Assigned task:
Copy out the whole abstract on mammalian sperm flagella and cilia word for word.

[Extract provided — start]

Mammalian sperm flagella and cilia

Abstract

In mammals, both sperm flagella and cilia are axoneme-containing organelles. The sperm flagella are major parts of the spermatozoa that are male gametes produced in the testis from progenitor spermatogonia through a process called spermatogenesis. During last stage of spermatogenesis, also called spermiogenesis, an axoneme grows out from one of the two centrioles to form the flagellum. With the growth of the axoneme, accessory components including mitochondria, outer dense fibers, fibrous sheath and annulus are added to the flagellum to form its middle, principal and end pieces. The sperm flagellum is responsible for the sperm motility, and defects in it often cause male infertility.

[Extract provided — finish]
[The data — start]

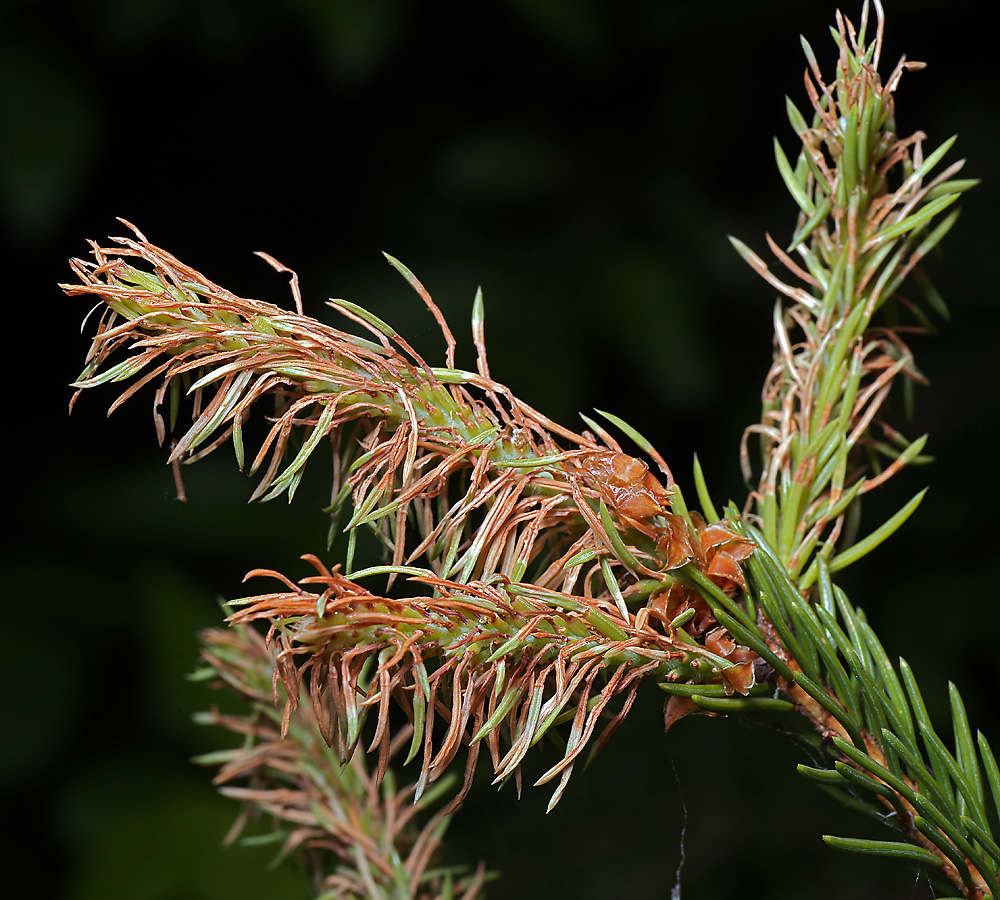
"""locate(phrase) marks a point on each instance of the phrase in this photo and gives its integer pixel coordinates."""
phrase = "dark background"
(583, 162)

[The data — finish]

Response:
Mammalian sperm flagella and cilia

Abstract

In mammals, both sperm flagella and cilia are axoneme-containing organelles. The sperm flagella are major parts of the spermatozoa that are male gametes produced in the testis from progenitor spermatogonia through a process called spermatogenesis. During last stage of spermatogenesis, also called spermiogenesis, an axoneme grows out from one of the two centrioles to form the flagellum. With the growth of the axoneme, accessory components including mitochondria, outer dense fibers, fibrous sheath and annulus are added to the flagellum to form its middle, principal and end pieces. The sperm flagellum is responsible for the sperm motility, and defects in it often cause male infertility.